**TEXT PROVIDED:**
★ ★ ★ ★
Then we set the column values, before telling the database engine that we are done modifying the record.
This implementation if MoveTo(…)
finds an existing row with a timestamp less or equal to the argument timestamp
for the sensor identified by sensorId
:
bool MoveTo( const Guid& sensorId, const DateTime& timestamp ) const
{
SensorValues.MakeKey( sensorId, Ese::KeyFlags::NewKey );
SensorValues.MakeKey( timestamp );
auto rc = SensorValues.Seek( Ese::SeekFlags::LessOrEqual );
return rc >= Ese::Result::Success;
}
By passing the Ese::KeyFlags::NewKey
flag we tell the engine that we are creating a new search key for the database cursor. Consecutive calls MakeKey(…)
without this flags adds fields to the current search key in the order specified by the key string used to create the current index.
Calling SensorValues.Seek(…)
with the Ese::SeekFlags::LessOrEqual
tells the engine to place the cursor on a row that is required to match for at least one field, while the column data for the remaining fields can compare less or equal. In this case, this we have a function that finds a record with a timestamp matching the argument, or the record with the maximum timestamp less than the argument.
There is also an another overload of MoveTo(…)
:
bool MoveTo( const Guid& sensorId ) const
{
SensorValues.MakeKey( sensorId, Ese::KeyFlags::NewKey );
auto rc = SensorValues.Seek( Ese::SeekFlags::GreaterOrEqual );
return rc >= Ese::Result::Success;
}
that positions the cursor on the first row for the sensor identified by sensorId
. This can be used to iterate over all the rows stored for that sensorId
:
if ( engine.MoveTo( firstSensor ) )
{
size_t rowCount = 0;
double sum = 0.0;
do
{
auto sensorId = engine.Sensor( );
if ( sensorId != firstSensor )
{
break;
}
sum += engine.Value( );
rowCount++;
} while ( sensorValues.MoveNext( ) );
printf( "MoveTo - Count: %zu, sum: %f\n", rowCount, sum );
}
In this case, we must check that the cursor is not moving beyond the data stored for the requested sensor. A better way to achieve this would be to set up a filter on the primary key index:
bool Filter( const Guid& sensorId ) const
{
SensorValues.MakeKey( sensorId, Ese::KeyFlags::NewKey );
auto rc = SensorValues.Seek( Ese::SeekFlags::GreaterOrEqual );
if ( rc >= Ese::Result::Success )
★ ★ ★ ★
**PROVIDED RECORDS:**
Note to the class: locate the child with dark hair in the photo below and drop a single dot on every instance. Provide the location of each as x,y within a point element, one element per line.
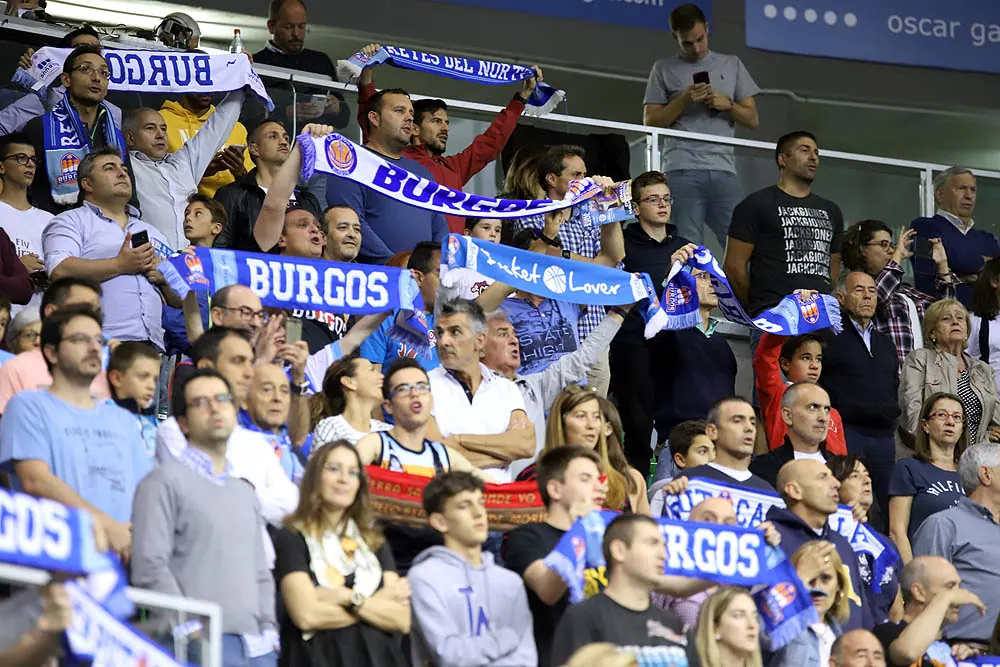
<point>780,362</point>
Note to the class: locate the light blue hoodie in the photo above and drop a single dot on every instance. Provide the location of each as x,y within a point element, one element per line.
<point>465,616</point>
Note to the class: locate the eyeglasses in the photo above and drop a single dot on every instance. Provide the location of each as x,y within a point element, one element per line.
<point>76,339</point>
<point>941,415</point>
<point>656,200</point>
<point>204,401</point>
<point>418,388</point>
<point>90,70</point>
<point>888,246</point>
<point>22,158</point>
<point>337,469</point>
<point>248,314</point>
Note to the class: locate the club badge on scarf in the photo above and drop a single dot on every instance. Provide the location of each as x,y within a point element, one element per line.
<point>543,100</point>
<point>338,155</point>
<point>752,508</point>
<point>552,277</point>
<point>153,72</point>
<point>791,317</point>
<point>295,282</point>
<point>45,535</point>
<point>727,555</point>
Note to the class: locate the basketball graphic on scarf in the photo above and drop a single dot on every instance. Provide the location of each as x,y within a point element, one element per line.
<point>555,279</point>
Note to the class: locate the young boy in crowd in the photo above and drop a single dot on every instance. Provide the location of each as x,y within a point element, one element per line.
<point>687,447</point>
<point>133,371</point>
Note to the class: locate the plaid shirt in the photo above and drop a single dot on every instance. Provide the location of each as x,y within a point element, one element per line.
<point>580,238</point>
<point>892,317</point>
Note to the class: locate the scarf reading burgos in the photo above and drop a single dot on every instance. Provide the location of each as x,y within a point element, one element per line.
<point>42,534</point>
<point>543,99</point>
<point>791,317</point>
<point>752,508</point>
<point>396,497</point>
<point>727,555</point>
<point>552,277</point>
<point>338,155</point>
<point>153,72</point>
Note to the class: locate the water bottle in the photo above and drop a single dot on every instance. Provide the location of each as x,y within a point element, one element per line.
<point>236,46</point>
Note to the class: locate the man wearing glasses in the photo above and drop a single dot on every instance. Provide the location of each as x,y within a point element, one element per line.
<point>62,443</point>
<point>22,221</point>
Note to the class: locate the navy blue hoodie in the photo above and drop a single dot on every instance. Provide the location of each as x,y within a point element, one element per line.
<point>795,532</point>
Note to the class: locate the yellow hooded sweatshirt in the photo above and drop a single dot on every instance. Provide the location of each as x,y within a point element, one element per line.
<point>182,125</point>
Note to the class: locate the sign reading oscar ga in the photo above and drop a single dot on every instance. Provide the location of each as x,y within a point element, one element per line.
<point>39,533</point>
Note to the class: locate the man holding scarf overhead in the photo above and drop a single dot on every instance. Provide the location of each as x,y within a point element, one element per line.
<point>80,122</point>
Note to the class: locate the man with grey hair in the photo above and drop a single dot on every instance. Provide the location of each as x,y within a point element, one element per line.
<point>968,536</point>
<point>95,241</point>
<point>932,599</point>
<point>805,409</point>
<point>861,375</point>
<point>857,648</point>
<point>503,355</point>
<point>479,412</point>
<point>967,248</point>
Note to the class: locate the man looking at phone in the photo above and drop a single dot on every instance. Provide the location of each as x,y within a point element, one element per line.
<point>700,91</point>
<point>104,240</point>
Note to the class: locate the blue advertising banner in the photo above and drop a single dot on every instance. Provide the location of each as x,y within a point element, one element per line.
<point>958,34</point>
<point>650,14</point>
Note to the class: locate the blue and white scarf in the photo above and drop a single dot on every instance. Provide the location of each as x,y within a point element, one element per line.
<point>752,508</point>
<point>338,155</point>
<point>153,72</point>
<point>543,99</point>
<point>726,555</point>
<point>552,277</point>
<point>791,317</point>
<point>67,141</point>
<point>45,535</point>
<point>294,282</point>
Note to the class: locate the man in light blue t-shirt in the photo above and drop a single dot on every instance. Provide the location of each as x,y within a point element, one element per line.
<point>700,91</point>
<point>62,444</point>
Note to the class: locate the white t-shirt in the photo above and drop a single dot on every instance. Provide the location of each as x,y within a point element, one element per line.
<point>487,414</point>
<point>25,231</point>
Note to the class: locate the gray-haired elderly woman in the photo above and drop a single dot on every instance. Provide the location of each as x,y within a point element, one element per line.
<point>944,366</point>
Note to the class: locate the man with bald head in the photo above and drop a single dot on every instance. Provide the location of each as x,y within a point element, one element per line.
<point>810,492</point>
<point>857,648</point>
<point>932,597</point>
<point>805,409</point>
<point>861,374</point>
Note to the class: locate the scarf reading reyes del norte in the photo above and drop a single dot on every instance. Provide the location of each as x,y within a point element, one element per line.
<point>752,508</point>
<point>553,277</point>
<point>728,555</point>
<point>45,535</point>
<point>543,99</point>
<point>310,284</point>
<point>791,317</point>
<point>338,155</point>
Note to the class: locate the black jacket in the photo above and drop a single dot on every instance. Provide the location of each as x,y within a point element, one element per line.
<point>863,386</point>
<point>243,199</point>
<point>767,465</point>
★ ★ ★ ★
**REQUIRED TASKS:**
1. Quote the text on positioning the database cursor, everything from "without this flags" down to "than the argument.".
2. In the text on positioning the database cursor, why does the loop that follows MoveTo( firstSensor ) compare each row's sensor ID with firstSensor and break when they differ? Answer in one to three sentences.
3. Proceed with the text on positioning the database cursor from the point where it stops.
The items play no part in any of this work.

**THE ANSWERS:**
1.
without this flags adds fields to the current search key in the order specified by the key string used to create the current index.
Calling SensorValues.Seek(…)
with the Ese::SeekFlags::LessOrEqual
tells the engine to place the cursor on a row that is required to match for at least one field, while the column data for the remaining fields can compare less or equal. In this case, this we have a function that finds a record with a timestamp matching the argument, or the record with the maximum timestamp less than the argument.

2. The loop must check that the cursor does not move beyond the data stored for the requested sensor. MoveTo( sensorId ) only places the cursor on that sensor's first row. MoveNext( ) would keep going into rows for other sensors, so the loop stops once the sensor ID no longer matches.

3.
{
SensorValues.MakeKey( sensorId, Ese::KeyFlags::NewKey );
SensorValues.MakeKey( DateTime::MaxValue() );
SensorValues.SetIndexRange( Ese::IndexRengeFlags::UpperLimit );
return true;
}
else
{
return false;
}
}
The implementation starts out identically to the implementation of the previous MoveTo(…)
function, we just need to set up a new search key containing:
- The sensor id
- A value greater than, or equal to, the maximum value that can possible be stored in the
timestamp
column.
and then call SensorValues.SetIndexRange(…)
telling the database engine that the current key now represents the upper limit of the range we want to iterate over:
if ( engine.Filter( firstSensor ) )
{
size_t rowCount = 0;
double sum = 0.0;
do
{
sum += engine.Value( );
rowCount++;
} while ( sensorValues.MoveNext( ) );
printf( "Filter - Count: %zu, sum: %f\n", rowCount, sum );
}
Moving the database cursor for the table to the last entry for a sensor is also pretty easy:
bool MoveToLast( const Guid& sensorId ) const
{
SensorValues.MakeKey( sensorId, Ese::KeyFlags::NewKey );
SensorValues.MakeKey( DateTime::MaxValue() );
auto rc = SensorValues.Seek( Ese::SeekFlags::LessOrEqual );
return rc >= Ese::Result::Success;
}
The logic for this search key is the same as for the second search key created for the Filter(…)
function above. Now we can move backwards through the rows for the sensor:
if ( engine.MoveToLast( secondSensor ) )
{
size_t rowCount = 0;
double sum = 0.0;
do
{
auto sensorId = engine.Sensor( );
if ( sensorId != secondSensor )
{
break;
}
sum += engine.Value( );
rowCount++;
} while ( sensorValues.MovePrevious( ) );
printf( "MoveToLast - Count: %zu, sum: %f\n", rowCount, sum );
}
We still need to check that we do not pass the beginning of the range, and like earlier we can set up a filter:
bool ReverseFilter( const Guid& sensorId ) const
{
SensorValues.MakeKey( sensorId, Ese::KeyFlags::NewKey );
SensorValues.MakeKey( DateTime::MaxValue( ) );
auto rc = SensorValues.Seek( Ese::SeekFlags::LessOrEqual );
if ( rc >= Ese::Result::Success )
{
SensorValues.MakeKey( sensorId, Ese::KeyFlags::NewKey );
SensorValues.SetIndexRange( );
return true;
}
else
{
return false;
}
}
Using this filter simplifies the reverse loop significantly:
if ( engine.ReverseFilter( secondSensor ) )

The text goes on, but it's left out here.